Given records
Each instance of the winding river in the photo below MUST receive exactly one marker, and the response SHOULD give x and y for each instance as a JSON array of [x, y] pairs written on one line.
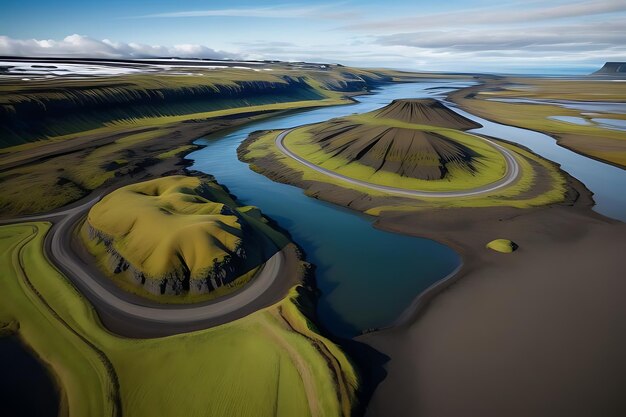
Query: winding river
[[366, 276]]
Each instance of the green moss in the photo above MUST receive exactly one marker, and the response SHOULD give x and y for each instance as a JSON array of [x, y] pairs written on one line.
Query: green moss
[[502, 245], [269, 363]]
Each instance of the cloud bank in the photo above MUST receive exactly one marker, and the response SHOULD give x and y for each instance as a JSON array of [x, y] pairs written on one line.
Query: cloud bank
[[86, 47]]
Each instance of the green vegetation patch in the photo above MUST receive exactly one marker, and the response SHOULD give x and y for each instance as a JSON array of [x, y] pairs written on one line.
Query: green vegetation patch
[[502, 245], [180, 235], [588, 139], [270, 363]]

Directions for this task
Copy out everything from the start of the material down to the line containing "[[366, 276]]", keeping every line except the pictures. Add 109 to each coordinate in the answers.

The response
Each instance of the winding river in the photo below MUST receive exactly one marker, and the response SHOULD give x and y for each instance as a JSON array of [x, y] pairs written on one line.
Query: winding river
[[475, 385]]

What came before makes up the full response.